[Bounding-box records]
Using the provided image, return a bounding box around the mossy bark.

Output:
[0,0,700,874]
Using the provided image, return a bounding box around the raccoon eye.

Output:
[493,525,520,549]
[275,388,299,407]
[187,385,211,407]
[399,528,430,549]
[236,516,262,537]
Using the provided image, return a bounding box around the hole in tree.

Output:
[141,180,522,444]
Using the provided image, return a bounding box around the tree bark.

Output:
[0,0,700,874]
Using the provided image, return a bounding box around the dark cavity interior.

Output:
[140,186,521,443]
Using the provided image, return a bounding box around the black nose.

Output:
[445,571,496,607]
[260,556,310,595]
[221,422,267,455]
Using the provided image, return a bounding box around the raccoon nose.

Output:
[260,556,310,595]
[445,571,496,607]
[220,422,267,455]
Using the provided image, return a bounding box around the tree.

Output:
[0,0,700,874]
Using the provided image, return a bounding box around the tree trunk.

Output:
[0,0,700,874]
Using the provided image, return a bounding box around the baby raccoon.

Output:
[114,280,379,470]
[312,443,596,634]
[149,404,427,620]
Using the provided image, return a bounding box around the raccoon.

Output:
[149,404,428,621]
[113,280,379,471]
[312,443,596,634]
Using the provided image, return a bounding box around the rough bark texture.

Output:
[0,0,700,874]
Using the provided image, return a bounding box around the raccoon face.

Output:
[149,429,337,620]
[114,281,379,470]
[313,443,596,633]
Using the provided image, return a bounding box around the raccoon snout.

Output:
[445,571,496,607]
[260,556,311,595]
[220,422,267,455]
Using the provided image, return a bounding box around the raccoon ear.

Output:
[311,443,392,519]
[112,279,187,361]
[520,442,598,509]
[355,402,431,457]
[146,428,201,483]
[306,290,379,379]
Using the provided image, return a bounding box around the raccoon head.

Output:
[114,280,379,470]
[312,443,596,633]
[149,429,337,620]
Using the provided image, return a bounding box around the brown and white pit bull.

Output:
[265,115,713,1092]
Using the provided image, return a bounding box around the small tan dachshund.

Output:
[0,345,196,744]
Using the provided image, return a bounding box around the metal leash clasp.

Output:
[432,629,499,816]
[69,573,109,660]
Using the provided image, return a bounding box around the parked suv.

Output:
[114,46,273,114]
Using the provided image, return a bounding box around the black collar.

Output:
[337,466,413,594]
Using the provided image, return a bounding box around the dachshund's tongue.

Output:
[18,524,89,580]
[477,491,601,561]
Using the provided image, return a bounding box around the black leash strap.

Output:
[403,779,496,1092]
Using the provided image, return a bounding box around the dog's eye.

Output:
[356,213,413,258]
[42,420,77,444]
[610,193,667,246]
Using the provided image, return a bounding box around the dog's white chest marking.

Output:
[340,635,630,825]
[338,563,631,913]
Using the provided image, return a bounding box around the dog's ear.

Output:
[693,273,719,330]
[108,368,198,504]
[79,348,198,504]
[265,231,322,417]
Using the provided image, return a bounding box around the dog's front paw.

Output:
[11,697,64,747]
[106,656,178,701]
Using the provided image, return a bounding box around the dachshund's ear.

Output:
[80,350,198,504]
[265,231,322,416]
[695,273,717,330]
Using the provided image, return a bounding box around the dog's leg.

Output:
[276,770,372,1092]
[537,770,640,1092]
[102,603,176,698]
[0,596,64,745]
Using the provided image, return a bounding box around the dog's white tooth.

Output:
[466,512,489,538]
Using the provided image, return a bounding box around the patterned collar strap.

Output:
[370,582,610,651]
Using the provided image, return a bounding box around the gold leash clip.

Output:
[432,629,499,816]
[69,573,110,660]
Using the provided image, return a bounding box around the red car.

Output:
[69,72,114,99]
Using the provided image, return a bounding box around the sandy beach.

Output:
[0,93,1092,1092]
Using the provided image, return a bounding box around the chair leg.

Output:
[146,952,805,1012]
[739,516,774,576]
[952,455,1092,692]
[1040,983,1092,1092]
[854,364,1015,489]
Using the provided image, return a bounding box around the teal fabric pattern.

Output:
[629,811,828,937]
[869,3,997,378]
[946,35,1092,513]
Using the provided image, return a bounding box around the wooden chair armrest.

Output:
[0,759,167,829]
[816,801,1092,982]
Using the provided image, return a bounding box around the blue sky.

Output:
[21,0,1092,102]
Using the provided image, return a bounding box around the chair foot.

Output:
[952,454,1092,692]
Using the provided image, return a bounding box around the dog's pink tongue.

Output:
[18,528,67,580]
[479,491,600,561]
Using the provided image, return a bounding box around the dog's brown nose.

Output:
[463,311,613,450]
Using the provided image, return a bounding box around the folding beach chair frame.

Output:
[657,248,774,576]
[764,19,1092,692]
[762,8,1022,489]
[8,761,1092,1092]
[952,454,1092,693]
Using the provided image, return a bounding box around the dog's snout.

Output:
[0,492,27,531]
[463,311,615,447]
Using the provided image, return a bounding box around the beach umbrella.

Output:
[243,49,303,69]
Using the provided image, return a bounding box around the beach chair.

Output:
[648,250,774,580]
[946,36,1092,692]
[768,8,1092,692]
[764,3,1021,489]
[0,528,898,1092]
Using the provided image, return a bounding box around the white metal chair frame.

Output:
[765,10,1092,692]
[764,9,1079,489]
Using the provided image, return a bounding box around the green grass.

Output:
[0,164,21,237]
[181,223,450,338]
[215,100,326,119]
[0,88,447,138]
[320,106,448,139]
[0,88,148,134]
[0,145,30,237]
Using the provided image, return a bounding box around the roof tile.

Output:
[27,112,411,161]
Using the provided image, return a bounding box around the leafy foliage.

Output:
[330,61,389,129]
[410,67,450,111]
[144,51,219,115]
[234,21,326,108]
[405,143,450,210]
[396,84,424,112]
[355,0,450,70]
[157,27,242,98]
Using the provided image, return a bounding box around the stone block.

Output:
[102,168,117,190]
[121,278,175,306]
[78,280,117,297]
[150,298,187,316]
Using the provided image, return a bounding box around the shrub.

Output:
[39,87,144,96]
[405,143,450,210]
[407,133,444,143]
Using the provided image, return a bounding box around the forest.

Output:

• **Stated goal**: Copy out the records above word for word, covering all of them.

• **Written solution**:
Using the provided image, return a bounding box around the mossy bark.

Output:
[0,0,700,874]
Using the provided image, return a bounding box around the raccoon eye.

Output:
[493,525,520,549]
[275,388,299,407]
[187,385,211,407]
[399,528,430,549]
[236,516,262,537]
Using the provided image, return a bounding box around the hole in tree.

Output:
[141,180,522,444]
Using the provided image, return a bounding box around the tree bark.

Output:
[0,0,700,874]
Using the provided image, return a bounding box around the dark cavity interior.

Output:
[140,186,521,443]
Using the provided image, return a bounding box around the black nose.

Output:
[445,571,496,607]
[260,556,310,595]
[221,422,267,455]
Using the provided image, return a bounding box around the raccoon nose.

Output:
[260,556,310,595]
[445,571,496,607]
[220,422,267,455]
Using the provided image, return a bounding box around the tree.

Output:
[0,0,700,874]
Using the provided image, return a bounding box around the tree trunk.

Output:
[0,0,700,874]
Using the provided image, return a bounding box around the baby raccoon.

Output:
[114,280,379,470]
[312,443,596,634]
[149,404,427,620]
Using the provided image, return a bounding box around the raccoon.

Output:
[149,404,428,621]
[113,280,379,471]
[312,443,596,634]
Using the provided image, return a bounding box around the rough bark texture.

Output:
[0,0,700,874]
Using the provided image, return a bounding box around the raccoon face.

Output:
[149,429,337,620]
[114,281,379,470]
[313,443,596,633]
Using the provided image, return a bounding box around the raccoon snout.

Output:
[445,571,496,607]
[260,556,311,595]
[220,422,267,455]
Using the provided image, return a bounding box around the raccoon ear.

Output:
[311,443,392,519]
[112,279,187,361]
[520,442,598,509]
[355,402,431,457]
[146,428,201,483]
[306,290,379,379]
Using the provided image, return a bounding box around the raccoon head.

Output:
[114,280,379,470]
[312,443,596,633]
[149,429,337,620]
Using the provided image, return a bounding box around the brown and white pit bull.

Output:
[265,115,713,1092]
Using the provided image, return a bounding box around the small tan dachshund.

Output:
[0,345,196,744]
Using the provided image, return a bounding box around the metal leash clasp.

Output:
[432,629,499,816]
[69,573,109,660]
Using the provided image, return a bounding box around the parked suv.

Output:
[114,46,273,114]
Using the provided image, return a bounding box around the black collar.

Output:
[337,466,413,594]
Using the provided image, return a bounding box around the dachshund's tongue.

Output:
[18,524,89,580]
[477,491,601,561]
Using the provided image, return a bounding box around the black leash strap.

Output:
[403,779,496,1092]
Using the provided image, return a bounding box around the dog's eye.

Output:
[356,213,413,258]
[42,420,77,444]
[610,193,667,246]
Using the provided image, return a bounding box around the dog's white chest marking.

Output:
[340,635,630,825]
[338,563,631,913]
Using the provided image, return a bounding box around the dog's ear.

Output:
[693,273,719,330]
[108,368,198,504]
[79,348,198,504]
[265,231,322,417]
Using the provided image, return a bounding box around the dog's front paw.

Output:
[11,697,64,747]
[106,656,178,701]
Using the provided image, return a bounding box around the dachshund's ear.

Output:
[80,350,198,504]
[265,231,322,416]
[695,273,717,330]
Using the provided image, return a bounding box around the dog's leg.

Output:
[276,770,372,1092]
[537,770,640,1092]
[102,603,176,698]
[0,596,64,745]
Using the provided image, return a bounding box around the dog's white tooth.

Output:
[466,512,489,538]
Using the provided image, return a bounding box around the patterned collar strap.

Output:
[370,582,610,651]
Using the provided image, return a bounding box around the gold leash clip.

Output:
[432,629,499,816]
[69,573,110,660]
Using the provided image, return a bounding box around the red car.

Output:
[69,72,114,99]
Using the provided image, return a bounding box around the sandy beach.

Output:
[0,93,1092,1092]
Using the provided image, return a bounding box around the chair leg.

Output:
[146,952,805,1012]
[739,516,774,576]
[952,455,1092,692]
[1040,983,1092,1092]
[854,364,1015,489]
Using the provided image, return a bounding box around the teal fabric pattern.

Output:
[629,811,828,937]
[869,3,997,378]
[946,35,1092,513]
Using the provided image, return a bounding box around the wooden chair armrest.

Output:
[0,759,167,829]
[816,801,1092,982]
Using the provided image, return a bounding box around the blue sky.

Output:
[21,0,1092,102]
Using the provided image, return a bounding box around the chair foot.

Output:
[952,454,1092,692]
Using the provided image, return a bounding box around the dog's pink tongue.

Output:
[18,528,67,580]
[479,491,600,561]
Using the provided image, return a bounding box around the dog's brown nose.

Output:
[463,311,613,450]
Using the provided image, return a bounding box around the folding beach chair frame.

Output:
[657,248,774,576]
[764,19,1092,692]
[762,8,1022,489]
[8,761,1092,1092]
[952,454,1092,693]
Using the provided image, return a bounding box around the dog's snout.

Output:
[0,492,27,531]
[463,311,615,447]
Using the provided image, return a bounding box around the beach umbrella.

Output:
[243,49,303,69]
Using the provided image, return a bounding box around the beach chair.

Output:
[648,250,774,580]
[946,36,1092,692]
[768,8,1092,692]
[764,3,1021,489]
[0,528,898,1092]
Using the provided image, return a bounding box around the white metal chair frame.

Output:
[765,10,1092,692]
[764,9,1079,489]
Using the provided image, return a bounding box around the green grass.

Output:
[0,164,21,237]
[181,223,450,338]
[215,100,326,119]
[0,88,447,138]
[320,106,448,139]
[0,88,148,134]
[0,145,30,237]
Using the provided image, return a bounding box around the roof tile.

Output:
[27,112,411,161]
Using the provided image, return a bounding box around the leafy foliage.

Output:
[330,61,389,129]
[410,67,450,111]
[144,51,219,115]
[234,21,326,108]
[405,143,450,210]
[396,84,424,112]
[355,0,450,70]
[157,27,242,98]
Using the provided image, return a bounding box around the stone block.

Output:
[102,168,117,190]
[121,278,175,306]
[78,280,117,297]
[150,298,187,316]
Using the provided image, return a bounding box around the shrub.

Output:
[39,87,144,96]
[405,143,450,210]
[407,133,444,143]
Using the provided image, return a bounding box around the forest.

Output:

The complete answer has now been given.